_OBJECTIVE_
Please output the lines below as a numbered list, leaving out any blank lines.

Examples of point labeling:
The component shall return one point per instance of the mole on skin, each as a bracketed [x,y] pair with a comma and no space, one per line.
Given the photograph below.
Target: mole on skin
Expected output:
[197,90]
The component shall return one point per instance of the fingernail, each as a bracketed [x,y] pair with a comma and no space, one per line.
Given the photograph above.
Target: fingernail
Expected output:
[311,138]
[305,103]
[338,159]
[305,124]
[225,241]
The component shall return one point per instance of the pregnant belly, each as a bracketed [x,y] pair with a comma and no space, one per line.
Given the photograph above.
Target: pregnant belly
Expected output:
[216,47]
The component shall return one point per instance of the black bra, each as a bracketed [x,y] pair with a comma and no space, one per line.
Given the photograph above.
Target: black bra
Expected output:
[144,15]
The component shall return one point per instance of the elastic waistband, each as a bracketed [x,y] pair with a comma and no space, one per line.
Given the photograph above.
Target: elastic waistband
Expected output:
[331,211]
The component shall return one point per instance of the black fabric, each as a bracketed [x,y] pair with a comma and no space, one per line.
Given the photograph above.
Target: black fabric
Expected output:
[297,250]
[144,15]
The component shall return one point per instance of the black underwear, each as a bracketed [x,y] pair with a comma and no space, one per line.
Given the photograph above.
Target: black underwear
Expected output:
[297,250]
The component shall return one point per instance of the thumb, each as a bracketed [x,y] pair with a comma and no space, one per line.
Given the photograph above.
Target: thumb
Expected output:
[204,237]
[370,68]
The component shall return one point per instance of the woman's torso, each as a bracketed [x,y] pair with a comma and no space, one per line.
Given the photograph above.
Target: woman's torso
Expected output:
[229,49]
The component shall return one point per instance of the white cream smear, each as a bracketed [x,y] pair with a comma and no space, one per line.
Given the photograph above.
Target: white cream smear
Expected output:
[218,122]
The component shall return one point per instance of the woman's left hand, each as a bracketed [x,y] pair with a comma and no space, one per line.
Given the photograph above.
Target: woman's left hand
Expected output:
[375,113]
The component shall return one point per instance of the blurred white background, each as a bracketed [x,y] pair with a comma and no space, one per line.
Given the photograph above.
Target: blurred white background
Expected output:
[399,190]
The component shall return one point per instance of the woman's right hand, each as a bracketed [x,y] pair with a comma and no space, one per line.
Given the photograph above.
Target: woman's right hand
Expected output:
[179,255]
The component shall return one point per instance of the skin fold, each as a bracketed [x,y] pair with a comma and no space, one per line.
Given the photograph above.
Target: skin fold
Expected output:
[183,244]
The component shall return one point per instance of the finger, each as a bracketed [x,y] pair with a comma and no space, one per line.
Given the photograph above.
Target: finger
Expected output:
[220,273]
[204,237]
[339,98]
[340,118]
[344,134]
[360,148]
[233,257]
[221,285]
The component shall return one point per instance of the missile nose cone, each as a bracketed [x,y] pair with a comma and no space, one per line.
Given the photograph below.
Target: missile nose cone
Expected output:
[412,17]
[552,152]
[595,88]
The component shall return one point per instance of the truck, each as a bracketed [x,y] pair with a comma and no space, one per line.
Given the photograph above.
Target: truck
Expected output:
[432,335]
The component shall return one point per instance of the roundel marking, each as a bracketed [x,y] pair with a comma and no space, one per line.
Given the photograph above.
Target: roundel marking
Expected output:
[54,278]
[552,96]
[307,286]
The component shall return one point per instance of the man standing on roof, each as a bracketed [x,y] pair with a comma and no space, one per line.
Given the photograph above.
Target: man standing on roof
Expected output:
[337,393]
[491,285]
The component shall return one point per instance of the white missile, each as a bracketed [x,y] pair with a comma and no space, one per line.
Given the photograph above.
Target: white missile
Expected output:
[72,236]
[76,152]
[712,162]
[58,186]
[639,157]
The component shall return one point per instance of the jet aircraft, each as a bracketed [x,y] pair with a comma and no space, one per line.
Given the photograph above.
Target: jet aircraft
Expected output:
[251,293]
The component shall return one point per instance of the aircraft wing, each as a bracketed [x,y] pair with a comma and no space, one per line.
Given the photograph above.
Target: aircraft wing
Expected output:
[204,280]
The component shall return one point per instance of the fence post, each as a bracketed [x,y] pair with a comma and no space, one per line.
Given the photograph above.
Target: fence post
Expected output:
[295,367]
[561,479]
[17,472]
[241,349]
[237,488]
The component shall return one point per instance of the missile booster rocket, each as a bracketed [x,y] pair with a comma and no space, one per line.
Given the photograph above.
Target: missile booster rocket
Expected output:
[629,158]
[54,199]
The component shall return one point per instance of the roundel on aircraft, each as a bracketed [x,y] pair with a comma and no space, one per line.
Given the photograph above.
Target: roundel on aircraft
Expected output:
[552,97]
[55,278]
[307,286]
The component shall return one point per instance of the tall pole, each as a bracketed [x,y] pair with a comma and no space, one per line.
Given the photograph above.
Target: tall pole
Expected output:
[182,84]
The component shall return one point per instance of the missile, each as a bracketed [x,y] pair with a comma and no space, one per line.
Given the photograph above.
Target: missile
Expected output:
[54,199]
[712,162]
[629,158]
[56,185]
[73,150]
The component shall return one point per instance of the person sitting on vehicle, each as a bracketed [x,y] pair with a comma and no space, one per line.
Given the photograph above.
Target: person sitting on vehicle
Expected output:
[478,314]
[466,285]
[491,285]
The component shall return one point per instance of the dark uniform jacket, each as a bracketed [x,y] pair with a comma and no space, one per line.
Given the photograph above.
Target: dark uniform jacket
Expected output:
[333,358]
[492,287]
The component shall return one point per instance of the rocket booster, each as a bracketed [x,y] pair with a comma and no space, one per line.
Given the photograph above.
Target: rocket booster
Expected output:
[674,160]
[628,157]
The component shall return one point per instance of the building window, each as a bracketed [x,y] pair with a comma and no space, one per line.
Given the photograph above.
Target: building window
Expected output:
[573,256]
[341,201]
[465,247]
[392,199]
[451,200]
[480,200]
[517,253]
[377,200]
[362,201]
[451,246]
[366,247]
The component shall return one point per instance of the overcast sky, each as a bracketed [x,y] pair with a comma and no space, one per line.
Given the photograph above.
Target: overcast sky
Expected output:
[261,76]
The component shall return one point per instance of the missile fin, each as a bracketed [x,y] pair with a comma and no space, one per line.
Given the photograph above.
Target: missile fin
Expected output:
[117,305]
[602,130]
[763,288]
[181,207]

_EXPECTED ANSWER_
1. The component shall return one point per instance of the mole on skin, each as a bracketed [x,y] pair with a comma and no space, one per line.
2. Given the photograph below.
3. Target: mole on skin
4. Expected output:
5. [197,90]
6. The component shall return one point per instance of the fingernail, each as a bracketed [x,y] pair with a comma and no space, one per line.
7. Given the photograph above.
8. Target: fingernail
9. Expected output:
10. [311,138]
11. [305,103]
12. [338,159]
13. [305,124]
14. [225,241]
15. The component shall return one point per instance of the pregnant belly, each as a bracketed [x,y] pair with a comma and no space, one per line.
16. Given the photograph above.
17. Target: pregnant belly
18. Expected output:
19. [216,47]
20. The component shall return one point per instance of the black bra, each as a bracketed [x,y] pair with a comma and no space, one per line.
21. Given the photograph above.
22. Target: black bra
23. Expected output:
24. [144,15]
25. The component shall return one point per instance of the elastic waistband, each as a bracketed [x,y] pair with a comma and no space, one per line.
26. Given the photograph above.
27. Target: elastic waistband
28. Expected output:
29. [331,211]
30. The component shall return one point per instance of the black fabric, each as a bracketed [x,y] pair with a comma and no space, one per line.
31. Given the photograph above.
32. Target: black fabric
33. Expected output:
34. [297,250]
35. [144,15]
36. The component shall return one point per instance of the black underwear, each as a bracketed [x,y] pair with a comma and no space, one per line.
37. Given the photograph above.
38. Target: black underwear
39. Expected output:
40. [297,250]
41. The component shall return one point per instance of the thumb, each as a bracketed [x,y] pair with a comma and no space, one per line.
42. Given the photograph above.
43. Target: thumb
44. Expected output:
45. [204,237]
46. [370,68]
47. The component shall return one point per instance of the woman's torso, each as a bracketed [x,y] pair with a comma and no space, one per line.
48. Given the photograph above.
49. Target: woman's torso
50. Expected output:
51. [229,49]
52. The component shall return one point per instance of the white cream smear, each as a bracketed [x,y] pair with a comma and no space, one per line.
53. Given the photograph above.
54. Target: white cream smear
55. Expected output:
56. [218,122]
57. The component shall return one point per instance of the woman's left hand, each as a bracketed [x,y] pair with a comma and no space, one per line.
58. Given the photograph above.
59. Target: woman's left hand
60. Expected output:
61. [375,113]
62. The component shall return one point per instance of the blurred white background, each as a bracketed [x,y] pair with a comma and no space, one per line.
63. Given the photograph above.
64. Target: blurred white background
65. Expected output:
66. [399,190]
67. The component shall return one point per instance of the woman's right hand, each as a bracketed [x,y] pair with a comma and no space, one per line.
68. Given the photograph above.
69. Target: woman's right hand
70. Expected output:
71. [179,255]
72. The component shall return one point per instance of the skin fold, each as a bracketed [x,y] pair with a comma and no space, one per line.
73. Given the photograph above.
74. Target: skin fold
75. Expected output:
76. [183,244]
77. The component shall return one point per instance of the finger, each as a bracketed [x,y] pair with a comma and no space, one per line.
78. Given the photograph above.
79. Target: finger
80. Expected output:
81. [220,273]
82. [204,237]
83. [339,98]
84. [340,118]
85. [344,134]
86. [360,148]
87. [233,257]
88. [221,285]
89. The component shall return one point per instance of the missile nose cone, each as a bracketed [x,y] pair with a comma and no space, one per line.
90. Given the photograph below.
91. Target: missile nose cone
92. Expected output:
93. [412,17]
94. [552,152]
95. [595,88]
96. The component shall return one point per instance of the truck, each as a bracketed [x,y] pair with a comma and no space, one per line.
97. Given the photograph above.
98. Target: truck
99. Expected output:
100. [432,335]
101. The component shall return one point per instance of the roundel marking, each as a bracketed [x,y] pair with a comma and no space, one per line.
102. Given the photograph above.
103. Target: roundel marking
104. Expected output:
105. [54,278]
106. [552,96]
107. [307,286]
108. The component shall return one point per instance of the man standing on roof, each as a bracketed [x,y] pair with a comma and no space, one per line.
109. Given the photograph above.
110. Target: man standing on roof
111. Expected output:
112. [337,393]
113. [491,285]
114. The component shall return one point per instance of the white missile, each as a bracketed [x,y] pair with a comma and no space, one per line.
115. Given the photograph above.
116. Target: white missile
117. Expected output:
118. [72,236]
119. [76,152]
120. [712,162]
121. [58,186]
122. [639,157]
123. The component shall return one point per instance of the jet aircraft, each as a bracketed [x,y] pair with a comma and no space, one per line.
124. Given the photograph above.
125. Target: jet aircraft
126. Expected output:
127. [251,293]
128. The component shall return one point per instance of the aircraft wing, each as a bracketed [x,y] pair with a comma and no space, one per line.
129. Given the photograph above.
130. Target: aircraft wing
131. Expected output:
132. [204,280]
133. The component shall return one point per instance of the fence post, each as a bracketed [x,y] pair with a comma and no space, one per line.
134. Given the photograph above.
135. Target: fence post
136. Expected output:
137. [295,367]
138. [561,479]
139. [17,472]
140. [241,349]
141. [237,488]
142. The component shall return one point per instance of the missile booster rocket, each as a bracketed [x,y] pair with a comma and no space, one per line.
143. Given the photograph above.
144. Target: missile booster rocket
145. Expected output:
146. [629,158]
147. [54,199]
148. The component shall return one point per instance of the roundel on aircraft, each as a bracketed [x,y] pair with a comma and no space, one per line.
149. Given the photograph above.
150. Target: roundel on aircraft
151. Expected output:
152. [552,97]
153. [55,278]
154. [307,286]
155. The component shall return one point per instance of the tall pole, each as a bracketed [x,y] pair with a comma and no space, one per line.
156. Given the photograph above.
157. Target: tall pole
158. Expected output:
159. [182,84]
160. The component shall return one point per instance of the missile, each as a bracketed [x,y] pair with a comma and no space, one per line.
161. Given the photograph above.
162. Target: missile
163. Expected output:
164. [54,199]
165. [712,162]
166. [629,158]
167. [56,185]
168. [73,150]
169. The component shall return one point per instance of the person sitting on vehicle, each as a bracketed [x,y] pair with a comma and no space, one per line.
170. Given the photograph above.
171. Target: person sitting on vehicle
172. Expected output:
173. [478,314]
174. [466,285]
175. [491,285]
176. The component shall return one point per instance of the dark uniform jacket, each as a bracketed [x,y] pair with a comma and no space, one per line.
177. Given the photograph above.
178. Target: dark uniform jacket
179. Expected output:
180. [333,358]
181. [492,287]
182. The component shall return one point per instance of the rocket booster, each as a bracketed [x,y] pair with a comma and no space, one per line.
183. Given the photograph above.
184. Target: rocket booster
185. Expected output:
186. [674,160]
187. [628,157]
188. The component shall return one point per instance of the building window, each as a bracketed [x,y] pair with a comma and no space, one per line.
189. Given the photograph above.
190. Target: building window
191. Expected output:
192. [573,256]
193. [341,201]
194. [465,247]
195. [392,199]
196. [451,200]
197. [480,200]
198. [517,253]
199. [377,200]
200. [362,201]
201. [451,246]
202. [366,247]
203. The component shall return one point per instance of the overcast sky, each as a bracketed [x,y] pair with a comma and no space, one per line.
204. Given the photograph above.
205. Target: overcast sky
206. Expected output:
207. [261,76]
208. The component shall return one point per instance of the missile fin, each as a bracketed [x,y] pair with a comma and no space, one per line.
209. Given the photograph above.
210. Target: missile fin
211. Expected output:
212. [117,305]
213. [602,130]
214. [763,288]
215. [181,207]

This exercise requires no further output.